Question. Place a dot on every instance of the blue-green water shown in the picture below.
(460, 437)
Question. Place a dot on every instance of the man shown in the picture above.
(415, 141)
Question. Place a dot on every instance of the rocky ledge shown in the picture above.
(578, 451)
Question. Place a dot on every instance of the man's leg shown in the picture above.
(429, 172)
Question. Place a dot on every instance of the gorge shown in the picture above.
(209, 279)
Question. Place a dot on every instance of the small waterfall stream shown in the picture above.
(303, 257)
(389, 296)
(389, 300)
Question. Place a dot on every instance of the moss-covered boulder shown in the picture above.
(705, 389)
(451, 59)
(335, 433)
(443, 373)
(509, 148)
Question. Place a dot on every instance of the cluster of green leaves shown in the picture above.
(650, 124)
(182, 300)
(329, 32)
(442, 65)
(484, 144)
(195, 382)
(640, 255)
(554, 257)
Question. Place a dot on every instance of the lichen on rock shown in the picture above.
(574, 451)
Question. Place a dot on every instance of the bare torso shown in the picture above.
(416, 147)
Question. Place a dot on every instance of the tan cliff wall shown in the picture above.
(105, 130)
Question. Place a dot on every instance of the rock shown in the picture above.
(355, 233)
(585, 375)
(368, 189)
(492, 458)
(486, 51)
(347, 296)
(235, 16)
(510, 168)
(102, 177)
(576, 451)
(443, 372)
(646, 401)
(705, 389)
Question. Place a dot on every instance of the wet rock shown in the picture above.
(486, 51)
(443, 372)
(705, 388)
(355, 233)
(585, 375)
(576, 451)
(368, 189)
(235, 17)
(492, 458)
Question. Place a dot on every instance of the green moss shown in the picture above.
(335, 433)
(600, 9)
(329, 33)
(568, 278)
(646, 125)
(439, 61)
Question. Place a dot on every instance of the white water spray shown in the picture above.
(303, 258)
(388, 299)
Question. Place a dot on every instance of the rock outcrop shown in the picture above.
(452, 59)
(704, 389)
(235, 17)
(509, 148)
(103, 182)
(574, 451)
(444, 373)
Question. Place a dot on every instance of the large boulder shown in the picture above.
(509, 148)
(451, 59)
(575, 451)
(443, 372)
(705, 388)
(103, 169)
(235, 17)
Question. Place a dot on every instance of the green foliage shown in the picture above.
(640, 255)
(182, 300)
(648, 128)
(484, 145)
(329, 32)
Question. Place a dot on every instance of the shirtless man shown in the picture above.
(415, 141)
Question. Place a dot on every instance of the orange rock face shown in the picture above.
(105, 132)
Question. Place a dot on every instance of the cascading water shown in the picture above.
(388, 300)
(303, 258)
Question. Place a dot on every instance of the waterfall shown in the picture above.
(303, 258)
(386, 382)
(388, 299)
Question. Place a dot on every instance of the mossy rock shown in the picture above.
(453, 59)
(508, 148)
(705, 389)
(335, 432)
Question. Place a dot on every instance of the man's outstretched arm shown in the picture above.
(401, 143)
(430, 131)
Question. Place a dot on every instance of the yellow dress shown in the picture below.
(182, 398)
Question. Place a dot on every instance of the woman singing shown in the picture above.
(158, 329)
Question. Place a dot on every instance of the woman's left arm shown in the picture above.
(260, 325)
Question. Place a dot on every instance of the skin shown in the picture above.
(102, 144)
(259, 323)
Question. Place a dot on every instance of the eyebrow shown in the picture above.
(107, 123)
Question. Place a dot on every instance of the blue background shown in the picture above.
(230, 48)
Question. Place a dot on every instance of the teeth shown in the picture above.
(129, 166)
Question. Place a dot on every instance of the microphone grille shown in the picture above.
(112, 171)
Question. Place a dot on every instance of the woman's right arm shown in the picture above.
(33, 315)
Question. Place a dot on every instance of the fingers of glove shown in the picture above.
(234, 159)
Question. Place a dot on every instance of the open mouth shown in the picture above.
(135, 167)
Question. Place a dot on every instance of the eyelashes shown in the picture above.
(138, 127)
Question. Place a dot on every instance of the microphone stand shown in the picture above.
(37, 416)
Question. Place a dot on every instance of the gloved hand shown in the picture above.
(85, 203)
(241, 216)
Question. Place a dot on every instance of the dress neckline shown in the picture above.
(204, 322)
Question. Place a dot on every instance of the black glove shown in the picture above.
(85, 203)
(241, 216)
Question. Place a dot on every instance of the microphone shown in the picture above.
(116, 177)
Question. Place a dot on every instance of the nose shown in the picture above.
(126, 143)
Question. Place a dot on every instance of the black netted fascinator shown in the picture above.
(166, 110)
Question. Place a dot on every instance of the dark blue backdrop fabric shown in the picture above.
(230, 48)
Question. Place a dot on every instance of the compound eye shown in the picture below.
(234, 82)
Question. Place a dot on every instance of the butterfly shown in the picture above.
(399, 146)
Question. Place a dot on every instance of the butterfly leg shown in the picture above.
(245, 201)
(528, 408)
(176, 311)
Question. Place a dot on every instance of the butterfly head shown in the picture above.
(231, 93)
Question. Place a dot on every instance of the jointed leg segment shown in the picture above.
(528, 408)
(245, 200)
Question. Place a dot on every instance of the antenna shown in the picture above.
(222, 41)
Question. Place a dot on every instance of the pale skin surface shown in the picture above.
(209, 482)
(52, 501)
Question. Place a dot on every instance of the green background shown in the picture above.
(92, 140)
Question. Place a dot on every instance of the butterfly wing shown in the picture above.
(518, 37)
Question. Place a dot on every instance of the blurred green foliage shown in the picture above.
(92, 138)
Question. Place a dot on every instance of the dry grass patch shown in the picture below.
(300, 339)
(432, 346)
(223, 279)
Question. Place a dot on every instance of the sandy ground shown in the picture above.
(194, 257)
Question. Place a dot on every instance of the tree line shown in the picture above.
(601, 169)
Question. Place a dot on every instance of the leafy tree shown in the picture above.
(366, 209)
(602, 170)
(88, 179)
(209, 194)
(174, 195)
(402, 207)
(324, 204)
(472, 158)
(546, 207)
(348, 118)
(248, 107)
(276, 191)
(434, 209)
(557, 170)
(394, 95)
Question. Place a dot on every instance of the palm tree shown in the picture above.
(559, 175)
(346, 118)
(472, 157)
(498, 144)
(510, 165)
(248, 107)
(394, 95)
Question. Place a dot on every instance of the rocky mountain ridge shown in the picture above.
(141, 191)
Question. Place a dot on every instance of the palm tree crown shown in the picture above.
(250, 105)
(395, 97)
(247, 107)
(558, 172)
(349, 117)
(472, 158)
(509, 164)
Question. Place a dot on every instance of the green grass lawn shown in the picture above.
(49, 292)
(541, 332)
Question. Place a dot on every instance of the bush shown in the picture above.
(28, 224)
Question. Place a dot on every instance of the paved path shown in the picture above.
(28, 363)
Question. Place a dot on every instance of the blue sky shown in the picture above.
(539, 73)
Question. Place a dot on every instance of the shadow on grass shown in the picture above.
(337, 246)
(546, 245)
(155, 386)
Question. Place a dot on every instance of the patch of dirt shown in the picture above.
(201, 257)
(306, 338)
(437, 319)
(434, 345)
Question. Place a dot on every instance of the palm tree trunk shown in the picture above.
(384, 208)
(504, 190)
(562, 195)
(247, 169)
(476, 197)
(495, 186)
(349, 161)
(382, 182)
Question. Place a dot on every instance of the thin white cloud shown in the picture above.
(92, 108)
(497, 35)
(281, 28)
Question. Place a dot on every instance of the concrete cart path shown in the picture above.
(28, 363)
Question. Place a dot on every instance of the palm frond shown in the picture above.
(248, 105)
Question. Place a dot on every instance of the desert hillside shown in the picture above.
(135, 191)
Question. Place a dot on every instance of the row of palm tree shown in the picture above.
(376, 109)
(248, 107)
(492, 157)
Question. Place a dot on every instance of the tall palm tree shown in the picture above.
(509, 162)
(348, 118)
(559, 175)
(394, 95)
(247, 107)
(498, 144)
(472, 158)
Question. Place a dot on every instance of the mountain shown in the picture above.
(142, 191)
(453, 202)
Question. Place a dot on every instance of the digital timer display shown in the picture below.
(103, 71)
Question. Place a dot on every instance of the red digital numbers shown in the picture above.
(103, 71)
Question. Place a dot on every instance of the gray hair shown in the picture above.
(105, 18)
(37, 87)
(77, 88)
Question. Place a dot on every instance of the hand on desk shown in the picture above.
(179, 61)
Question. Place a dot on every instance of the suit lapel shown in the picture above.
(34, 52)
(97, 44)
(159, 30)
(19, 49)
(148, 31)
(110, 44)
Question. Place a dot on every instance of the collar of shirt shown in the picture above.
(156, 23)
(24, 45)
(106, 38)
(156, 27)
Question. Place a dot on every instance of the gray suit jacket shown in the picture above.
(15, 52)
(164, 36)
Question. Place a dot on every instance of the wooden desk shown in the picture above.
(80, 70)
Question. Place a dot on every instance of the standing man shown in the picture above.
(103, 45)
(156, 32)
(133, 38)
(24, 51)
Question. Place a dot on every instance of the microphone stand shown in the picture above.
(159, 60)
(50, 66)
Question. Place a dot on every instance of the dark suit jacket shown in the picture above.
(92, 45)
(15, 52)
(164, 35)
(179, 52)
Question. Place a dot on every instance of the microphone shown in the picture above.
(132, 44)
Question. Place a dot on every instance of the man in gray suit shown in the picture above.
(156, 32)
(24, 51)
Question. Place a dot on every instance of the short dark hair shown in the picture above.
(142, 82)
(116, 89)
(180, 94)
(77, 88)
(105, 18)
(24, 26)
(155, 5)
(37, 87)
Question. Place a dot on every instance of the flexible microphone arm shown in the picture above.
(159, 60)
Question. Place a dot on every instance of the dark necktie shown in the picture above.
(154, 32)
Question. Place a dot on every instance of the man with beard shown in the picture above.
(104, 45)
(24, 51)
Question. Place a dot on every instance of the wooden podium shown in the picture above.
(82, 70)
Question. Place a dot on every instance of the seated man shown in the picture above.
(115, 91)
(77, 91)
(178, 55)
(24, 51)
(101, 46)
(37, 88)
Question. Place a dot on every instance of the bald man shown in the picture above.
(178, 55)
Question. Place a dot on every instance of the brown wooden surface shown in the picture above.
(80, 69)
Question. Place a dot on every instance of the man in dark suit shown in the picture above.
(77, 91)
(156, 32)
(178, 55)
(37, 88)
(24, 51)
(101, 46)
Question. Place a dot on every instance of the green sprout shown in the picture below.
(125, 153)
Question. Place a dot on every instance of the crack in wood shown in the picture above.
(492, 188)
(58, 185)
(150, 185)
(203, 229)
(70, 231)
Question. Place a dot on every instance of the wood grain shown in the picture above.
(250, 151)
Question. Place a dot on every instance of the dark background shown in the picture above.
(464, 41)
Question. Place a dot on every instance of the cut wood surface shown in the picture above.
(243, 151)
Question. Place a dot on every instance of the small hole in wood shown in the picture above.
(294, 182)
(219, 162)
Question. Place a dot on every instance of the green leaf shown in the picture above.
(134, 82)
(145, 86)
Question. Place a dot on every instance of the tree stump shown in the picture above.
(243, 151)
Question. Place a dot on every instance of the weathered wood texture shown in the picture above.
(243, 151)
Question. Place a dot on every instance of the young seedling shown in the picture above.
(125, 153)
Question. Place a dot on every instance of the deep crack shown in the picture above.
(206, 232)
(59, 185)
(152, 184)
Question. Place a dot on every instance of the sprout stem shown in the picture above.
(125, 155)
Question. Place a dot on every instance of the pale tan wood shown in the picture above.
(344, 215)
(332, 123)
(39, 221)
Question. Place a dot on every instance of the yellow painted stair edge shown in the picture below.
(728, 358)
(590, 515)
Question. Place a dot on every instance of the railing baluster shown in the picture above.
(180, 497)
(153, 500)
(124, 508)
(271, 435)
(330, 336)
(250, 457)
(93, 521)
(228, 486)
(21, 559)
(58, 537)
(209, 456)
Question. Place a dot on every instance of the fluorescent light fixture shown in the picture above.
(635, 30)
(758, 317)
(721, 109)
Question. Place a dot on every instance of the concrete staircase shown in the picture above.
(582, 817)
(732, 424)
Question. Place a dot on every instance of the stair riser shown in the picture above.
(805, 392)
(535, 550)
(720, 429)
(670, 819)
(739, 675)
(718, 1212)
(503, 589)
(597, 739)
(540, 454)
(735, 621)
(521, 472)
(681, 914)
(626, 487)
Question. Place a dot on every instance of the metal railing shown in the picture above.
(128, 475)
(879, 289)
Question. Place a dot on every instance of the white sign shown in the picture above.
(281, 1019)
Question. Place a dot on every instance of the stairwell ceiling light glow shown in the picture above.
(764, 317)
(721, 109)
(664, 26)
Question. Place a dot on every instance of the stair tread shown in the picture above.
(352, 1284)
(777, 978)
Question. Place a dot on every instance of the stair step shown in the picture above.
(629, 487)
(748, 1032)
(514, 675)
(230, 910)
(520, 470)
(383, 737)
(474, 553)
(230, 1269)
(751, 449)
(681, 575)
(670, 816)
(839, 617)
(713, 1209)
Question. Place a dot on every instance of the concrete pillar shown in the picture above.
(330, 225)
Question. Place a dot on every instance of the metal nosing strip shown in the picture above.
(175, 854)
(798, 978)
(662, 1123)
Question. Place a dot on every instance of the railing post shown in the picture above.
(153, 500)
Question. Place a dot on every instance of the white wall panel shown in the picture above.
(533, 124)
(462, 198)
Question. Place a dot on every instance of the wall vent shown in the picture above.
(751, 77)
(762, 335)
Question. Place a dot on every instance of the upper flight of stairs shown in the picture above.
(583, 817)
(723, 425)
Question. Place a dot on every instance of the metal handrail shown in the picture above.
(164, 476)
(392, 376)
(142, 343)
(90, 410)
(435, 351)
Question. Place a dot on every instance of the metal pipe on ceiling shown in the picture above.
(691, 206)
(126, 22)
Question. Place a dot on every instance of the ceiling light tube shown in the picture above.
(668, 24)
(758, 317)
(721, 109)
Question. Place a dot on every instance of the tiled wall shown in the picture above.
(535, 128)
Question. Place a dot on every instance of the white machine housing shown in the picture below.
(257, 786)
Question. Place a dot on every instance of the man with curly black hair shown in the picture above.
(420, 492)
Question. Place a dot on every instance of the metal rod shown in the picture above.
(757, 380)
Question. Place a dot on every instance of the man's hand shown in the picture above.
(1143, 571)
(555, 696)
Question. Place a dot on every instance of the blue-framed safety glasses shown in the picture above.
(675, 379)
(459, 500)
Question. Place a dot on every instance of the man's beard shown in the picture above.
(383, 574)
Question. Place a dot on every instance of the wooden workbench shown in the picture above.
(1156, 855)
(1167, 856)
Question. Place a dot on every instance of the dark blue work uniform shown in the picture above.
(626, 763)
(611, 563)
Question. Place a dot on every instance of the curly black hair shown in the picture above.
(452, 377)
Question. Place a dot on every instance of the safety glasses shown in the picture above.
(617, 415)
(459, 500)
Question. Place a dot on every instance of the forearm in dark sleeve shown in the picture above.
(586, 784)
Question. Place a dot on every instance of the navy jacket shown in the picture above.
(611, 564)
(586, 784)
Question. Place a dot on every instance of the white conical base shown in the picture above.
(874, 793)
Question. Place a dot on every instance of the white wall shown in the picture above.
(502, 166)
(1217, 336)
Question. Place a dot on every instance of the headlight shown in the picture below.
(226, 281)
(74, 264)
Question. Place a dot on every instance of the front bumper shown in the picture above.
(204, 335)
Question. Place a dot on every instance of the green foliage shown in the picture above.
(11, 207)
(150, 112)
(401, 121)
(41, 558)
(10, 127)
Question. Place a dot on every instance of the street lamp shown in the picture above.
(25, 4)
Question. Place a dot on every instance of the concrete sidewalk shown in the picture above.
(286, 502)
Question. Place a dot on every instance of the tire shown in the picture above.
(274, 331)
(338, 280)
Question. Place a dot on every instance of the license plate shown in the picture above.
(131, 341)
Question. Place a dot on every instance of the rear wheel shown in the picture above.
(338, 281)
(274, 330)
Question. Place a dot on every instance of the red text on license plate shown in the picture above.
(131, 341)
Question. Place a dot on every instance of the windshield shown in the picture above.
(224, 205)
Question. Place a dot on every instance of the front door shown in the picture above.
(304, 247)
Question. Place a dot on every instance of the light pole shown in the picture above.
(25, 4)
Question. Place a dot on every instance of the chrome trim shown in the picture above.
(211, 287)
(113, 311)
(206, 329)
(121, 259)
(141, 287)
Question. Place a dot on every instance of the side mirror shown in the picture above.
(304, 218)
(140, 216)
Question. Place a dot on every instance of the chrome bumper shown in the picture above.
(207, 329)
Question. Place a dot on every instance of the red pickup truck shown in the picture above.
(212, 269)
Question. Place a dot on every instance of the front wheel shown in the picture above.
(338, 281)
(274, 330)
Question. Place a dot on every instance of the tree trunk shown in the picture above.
──────
__What to do__
Give the lines from the one containing "Question. Place a dot on every instance of the chrome bumper" through the last line of the records as a JSON list of strings, with one string per line and no blank lines.

__Response to the exercise__
[
  "Question. Place a dot on every instance of the chrome bumper shown in the picture above.",
  "(207, 329)",
  "Question. Place a dot on every instance of the red pickup truck shown in the picture above.",
  "(212, 269)",
  "Question. Place a dot on every instance of the front wheel shown in the picture above.",
  "(338, 281)",
  "(274, 330)",
  "Question. Place a dot on every instance of the tree trunk shown in the picture above."
]